[[ Entries supplied, beginning ]]

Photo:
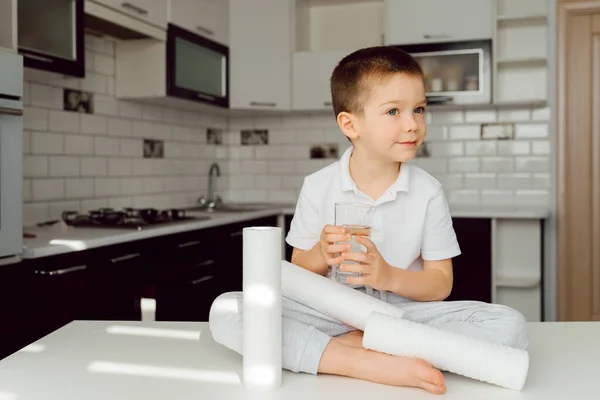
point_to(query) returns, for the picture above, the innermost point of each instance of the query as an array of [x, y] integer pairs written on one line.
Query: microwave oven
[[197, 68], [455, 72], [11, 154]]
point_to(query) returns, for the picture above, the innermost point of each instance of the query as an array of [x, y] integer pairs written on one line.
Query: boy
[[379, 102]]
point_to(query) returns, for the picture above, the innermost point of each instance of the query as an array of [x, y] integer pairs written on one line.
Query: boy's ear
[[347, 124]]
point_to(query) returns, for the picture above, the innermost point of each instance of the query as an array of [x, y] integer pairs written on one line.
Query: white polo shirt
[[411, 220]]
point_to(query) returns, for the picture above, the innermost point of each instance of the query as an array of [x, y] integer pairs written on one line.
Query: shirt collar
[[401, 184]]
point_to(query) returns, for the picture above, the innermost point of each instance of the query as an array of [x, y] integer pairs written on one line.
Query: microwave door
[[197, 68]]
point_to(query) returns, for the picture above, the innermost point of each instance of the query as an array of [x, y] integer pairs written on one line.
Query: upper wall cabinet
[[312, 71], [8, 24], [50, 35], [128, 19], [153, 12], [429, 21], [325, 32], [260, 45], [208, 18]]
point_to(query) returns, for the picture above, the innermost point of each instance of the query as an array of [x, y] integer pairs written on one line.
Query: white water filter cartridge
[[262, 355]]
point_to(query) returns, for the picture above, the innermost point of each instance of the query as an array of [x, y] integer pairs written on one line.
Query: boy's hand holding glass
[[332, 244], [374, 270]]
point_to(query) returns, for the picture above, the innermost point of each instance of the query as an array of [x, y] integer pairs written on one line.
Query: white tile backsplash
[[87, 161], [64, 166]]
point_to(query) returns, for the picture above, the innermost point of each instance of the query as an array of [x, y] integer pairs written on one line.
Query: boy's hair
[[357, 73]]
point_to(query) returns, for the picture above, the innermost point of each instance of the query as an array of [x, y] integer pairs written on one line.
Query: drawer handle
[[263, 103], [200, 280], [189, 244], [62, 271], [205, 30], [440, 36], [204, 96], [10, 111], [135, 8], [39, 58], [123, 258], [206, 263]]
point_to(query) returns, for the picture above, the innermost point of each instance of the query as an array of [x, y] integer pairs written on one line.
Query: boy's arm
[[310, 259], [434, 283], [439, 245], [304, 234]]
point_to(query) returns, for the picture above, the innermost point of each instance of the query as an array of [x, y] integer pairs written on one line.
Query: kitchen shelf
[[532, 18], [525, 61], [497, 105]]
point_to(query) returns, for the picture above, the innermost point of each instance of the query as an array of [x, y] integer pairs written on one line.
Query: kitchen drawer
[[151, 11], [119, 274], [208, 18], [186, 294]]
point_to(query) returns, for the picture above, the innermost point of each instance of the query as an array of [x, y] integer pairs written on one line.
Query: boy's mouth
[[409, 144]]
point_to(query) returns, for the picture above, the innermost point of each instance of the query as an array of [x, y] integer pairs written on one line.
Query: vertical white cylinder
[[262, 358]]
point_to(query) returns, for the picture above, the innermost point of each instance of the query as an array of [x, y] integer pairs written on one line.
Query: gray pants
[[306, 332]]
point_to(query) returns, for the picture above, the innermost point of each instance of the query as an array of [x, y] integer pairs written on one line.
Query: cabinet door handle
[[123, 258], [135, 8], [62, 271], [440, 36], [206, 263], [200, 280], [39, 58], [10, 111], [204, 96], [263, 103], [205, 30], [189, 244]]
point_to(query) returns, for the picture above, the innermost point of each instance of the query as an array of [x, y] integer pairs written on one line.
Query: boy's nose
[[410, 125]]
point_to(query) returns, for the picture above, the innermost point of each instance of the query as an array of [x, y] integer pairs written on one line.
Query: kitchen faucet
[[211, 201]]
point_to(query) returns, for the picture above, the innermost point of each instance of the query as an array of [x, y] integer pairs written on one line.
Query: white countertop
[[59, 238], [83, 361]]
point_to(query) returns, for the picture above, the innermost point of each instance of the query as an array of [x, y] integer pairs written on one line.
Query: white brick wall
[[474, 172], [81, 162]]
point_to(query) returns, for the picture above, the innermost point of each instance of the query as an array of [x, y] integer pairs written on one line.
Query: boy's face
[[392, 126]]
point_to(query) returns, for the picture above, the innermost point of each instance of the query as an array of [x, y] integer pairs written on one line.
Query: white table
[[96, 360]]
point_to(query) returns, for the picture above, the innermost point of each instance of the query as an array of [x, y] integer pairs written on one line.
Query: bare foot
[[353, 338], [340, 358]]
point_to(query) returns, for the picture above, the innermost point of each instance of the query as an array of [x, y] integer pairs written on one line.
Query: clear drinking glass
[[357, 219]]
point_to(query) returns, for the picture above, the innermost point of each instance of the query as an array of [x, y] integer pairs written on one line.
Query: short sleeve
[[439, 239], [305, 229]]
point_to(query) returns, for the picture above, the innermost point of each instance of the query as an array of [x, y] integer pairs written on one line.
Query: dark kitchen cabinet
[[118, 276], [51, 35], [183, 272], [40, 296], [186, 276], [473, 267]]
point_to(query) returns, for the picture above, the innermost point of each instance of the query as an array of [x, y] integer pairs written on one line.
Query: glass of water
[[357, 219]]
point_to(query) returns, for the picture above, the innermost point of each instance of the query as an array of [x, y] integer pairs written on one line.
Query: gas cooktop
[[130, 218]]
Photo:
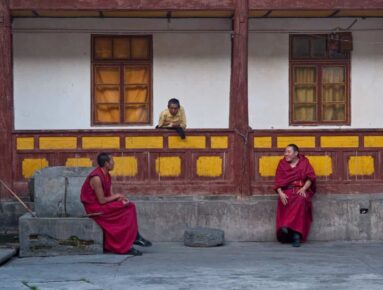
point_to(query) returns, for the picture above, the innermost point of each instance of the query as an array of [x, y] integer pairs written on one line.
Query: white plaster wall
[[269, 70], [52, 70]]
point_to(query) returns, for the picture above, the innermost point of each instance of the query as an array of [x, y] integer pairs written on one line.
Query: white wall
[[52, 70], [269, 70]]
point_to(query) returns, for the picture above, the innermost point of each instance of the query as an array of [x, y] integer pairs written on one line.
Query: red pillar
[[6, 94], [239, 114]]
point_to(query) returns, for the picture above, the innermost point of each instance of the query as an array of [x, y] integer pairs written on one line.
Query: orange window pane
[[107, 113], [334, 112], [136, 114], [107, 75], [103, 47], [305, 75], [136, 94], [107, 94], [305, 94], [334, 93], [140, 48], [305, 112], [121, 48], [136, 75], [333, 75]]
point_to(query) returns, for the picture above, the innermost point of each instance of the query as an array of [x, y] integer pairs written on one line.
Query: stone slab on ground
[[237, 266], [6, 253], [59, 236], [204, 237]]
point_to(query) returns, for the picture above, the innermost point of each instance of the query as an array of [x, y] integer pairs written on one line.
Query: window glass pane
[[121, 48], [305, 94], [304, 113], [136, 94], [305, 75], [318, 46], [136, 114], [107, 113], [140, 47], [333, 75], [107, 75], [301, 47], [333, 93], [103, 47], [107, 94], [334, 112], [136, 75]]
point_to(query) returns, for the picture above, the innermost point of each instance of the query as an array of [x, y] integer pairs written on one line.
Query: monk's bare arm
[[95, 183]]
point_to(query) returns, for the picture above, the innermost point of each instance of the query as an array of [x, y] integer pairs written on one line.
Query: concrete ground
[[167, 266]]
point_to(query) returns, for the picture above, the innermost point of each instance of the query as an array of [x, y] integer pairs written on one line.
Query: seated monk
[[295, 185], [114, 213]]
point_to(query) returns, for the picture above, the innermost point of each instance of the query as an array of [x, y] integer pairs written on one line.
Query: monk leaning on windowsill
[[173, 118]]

[[ Entries supplied, end ]]

Task item: Write out each entry exactly as given, omitting any picture.

Response for this exercise:
Photo:
point_to(query) returns, for the picture above, the innermost point of each instance of the query as an array of [x, y] integer pairs written on one line.
Query: microwave oven
[[197, 68], [455, 72], [11, 154]]
point_to(query) returns, for the picture above, the innermost point of each instance of the query as an array of [x, y] integer pairs written on one line.
Query: boy
[[379, 102]]
point_to(query) returns, for the picture above, the innermost point of each instance of the query as an array of [x, y] integer pairs written on one line.
Query: boy's ear
[[347, 124]]
point_to(query) returns, for the picture above, the innermost point of each instance of the query as an array of [x, y] integer pairs written on one line.
Query: white polo shirt
[[411, 220]]
point_to(query) returns, for the picture above, the innermost point of each instance of the query as an array of [x, y] integer pairs written on one line.
Query: shirt collar
[[401, 184]]
point_to(query) returns, for the picture above, the innermost point of each instance of the query as an array of [x, y] integer pairs written on one line.
Query: microwave door
[[197, 68]]
point_to(query) returns, for the picture above, the innermost point of each instance of the query as an array of [x, y] integer pairs written on one line.
Query: upper wall cabinet
[[312, 71], [8, 24], [50, 35], [128, 19], [153, 12], [429, 21], [325, 32], [260, 45], [208, 18]]
point_to(query) returns, for the picture above, the innermost point of each instance of the query as an array of [x, y] integer pairs written on one line.
Query: white water filter cartridge
[[262, 355]]
point_to(query) returns, for the picture above, the innermost point of each instance of the query as an array of [x, y] integer pairs written on one line.
Query: boy's hand holding glass
[[332, 244], [374, 270]]
point_to(query) returns, for the picture above, the innermost point of each instance of the query as an array of [x, y] integer pairs written on one line.
Query: white tile backsplash
[[87, 161], [64, 166]]
point_to(query) returns, for the picture above, the innermost point of each instance of the query as an array of [x, y] integer pairs written on one line.
Query: boy's hair
[[357, 73]]
point_to(query) returns, for the picture above, the innermost point of each instance of the query as an array of [x, y] integer pairs written on one line.
Query: drawer handle
[[263, 103], [200, 280], [189, 244], [62, 271], [205, 30], [440, 36], [204, 96], [10, 111], [135, 8], [39, 58], [123, 258], [206, 263]]
point_to(query) returns, for the picture above, the innermost point of each instance of the query as an array of [x, y] integer pairs written on one line.
Query: boy's arm
[[310, 259], [434, 283], [439, 245], [304, 234]]
point_to(query) returns, for the picture above, the innermost point of each instance of the query as an array of [x, y] integer pairs written on one line.
Query: kitchen shelf
[[532, 18], [525, 61], [497, 105]]
point_to(query) returns, for the picture above, the innermost point of each instance of the query as an array of [x, y] integer pairs written on one line.
Query: kitchen drawer
[[151, 11], [119, 274], [208, 18], [186, 294]]
point_to(query) returns, for the picture above, the innermost point of each instance of the query as an array of [x, y] integer pairs written on one line.
Query: boy's mouth
[[409, 144]]
point_to(query) returns, for the picture above, the innermost point of each instance of the query as an array of [x, y] integer pairs written on one line.
Query: vertical white cylinder
[[262, 358]]
point_to(query) returns, for the picture above, the innermost point of each instance of the query as an array of [x, y] integer pairs written on one line.
Query: gray pants
[[306, 332]]
point_to(query) returns, for the picture above, the innermost point of each instance of the query as an array of [x, y] integer pairs written on one line.
Query: cabinet door handle
[[123, 258], [135, 8], [62, 271], [440, 36], [206, 263], [200, 280], [39, 58], [10, 111], [204, 96], [263, 103], [205, 30], [189, 244]]
point_to(query) returns, for the picture above, the innermost point of each instance of the query as an array of [x, y] integer pairs written on one line.
Query: boy's nose
[[410, 125]]
point_to(query) returns, for the picture above, the innermost point of each instance of the query as an array of [x, y] integer pairs written on one line.
Query: kitchen faucet
[[211, 201]]
point_to(query) returns, for the picture above, the innermost point of each instance of the query as an array of [x, y] integer pairs written on one line.
Query: white countertop
[[59, 238], [83, 361]]
point_to(query) returns, for the picture above, the innermost point of each instance of the query as an array of [x, y] integer pairs written on one line.
Query: white brick wall
[[474, 172], [81, 162]]
point_to(query) returns, for the picture above, the innermost point of each instance of the query as an array of [x, y] integer pairs written on one line.
Query: boy's face
[[392, 126]]
point_to(query) returns, for the picture above, the innermost point of each instance of the query as an array of [x, y] integer pairs written on one line.
Query: white table
[[96, 360]]
point_to(query) returns, for the picture above, the innermost point of each instance of the query as an array of [x, y] integer pairs written on one line.
Query: bare foot
[[353, 338], [340, 358]]
point_to(query) returns, for the picture above, the innermost point of each instance of the query as an array of [x, y] integer pairs written on one line.
Query: clear drinking glass
[[357, 219]]
point_to(query) returns, for the picture above, the innermost point of each instance of the query as an array of [x, y] integer pairs written on one line.
Query: short sleeve
[[439, 239], [305, 229]]
point_to(query) returns, for the picture above, the innermost point of each instance of the query as an array of [x, y] integer pairs written on one line.
Query: dark kitchen cabinet
[[118, 276], [51, 35], [183, 272], [40, 296], [186, 276], [473, 267]]
point_to(query) returns, for the picture above, the innermost point of each instance of the query as an array of [x, y] integer pairs written on one line.
Query: glass of water
[[357, 219]]
point_to(query) returns, for the picture above, the innermost point of each instance of the query as an array of [x, y] integer pairs written on one line.
Query: gas cooktop
[[130, 218]]
Photo:
point_to(query) returns, for the picture above, the innermost point of each instance of the query as an array of [x, y] integer pairs written on one line.
Query: white plaster wall
[[269, 70], [52, 70]]
point_to(query) returns, for the picture above, the innermost point of each instance of the query as an array of [x, y] integer pairs written on one line.
Query: white wall
[[52, 70], [269, 70]]
point_to(query) returns, for the picture above, the innermost point of each instance of the query as an array of [x, y] integer pairs written on one line.
Query: red pillar
[[6, 94], [239, 114]]
point_to(query) returns, for the picture above, the innermost point of each instance of the query as an array of [x, y] integer pairs written on one line.
Query: orange window pane
[[107, 113], [334, 112], [136, 114], [107, 75], [103, 47], [305, 75], [136, 94], [107, 94], [305, 94], [334, 93], [140, 48], [305, 112], [121, 48], [136, 75], [333, 75]]
point_to(query) returns, for the picture above, the innermost point of each instance of the query as an array of [x, y] integer pairs written on one line.
Query: stone slab on ground
[[237, 266], [6, 253], [59, 236], [204, 237]]
point_to(query) returns, for the picture above, the innermost point of each instance of the query as an array of [x, y] integer pairs written on one line.
Query: window glass pane
[[121, 48], [305, 94], [304, 113], [136, 94], [305, 75], [318, 46], [136, 114], [107, 113], [140, 47], [333, 75], [107, 75], [301, 47], [333, 93], [103, 47], [107, 94], [334, 112], [136, 75]]
point_to(query) returns, for the picture above, the innermost point of each instance of the query as an array of [x, y] integer pairs written on one line.
Query: monk's bare arm
[[95, 183]]
point_to(query) returns, for the picture above, the innermost point of each instance of the query as an array of [x, y] integer pairs written on one line.
Query: concrete ground
[[167, 266]]
point_to(query) returns, for the picture above, the innermost point of each instance of the query as an array of [x, y] integer pairs written on one line.
Query: seated monk
[[295, 185], [114, 213]]
point_to(query) returns, for the picture above, the innermost point of each instance of the query as an array of [x, y] integer pairs written on one line.
Query: monk leaning on windowsill
[[173, 118]]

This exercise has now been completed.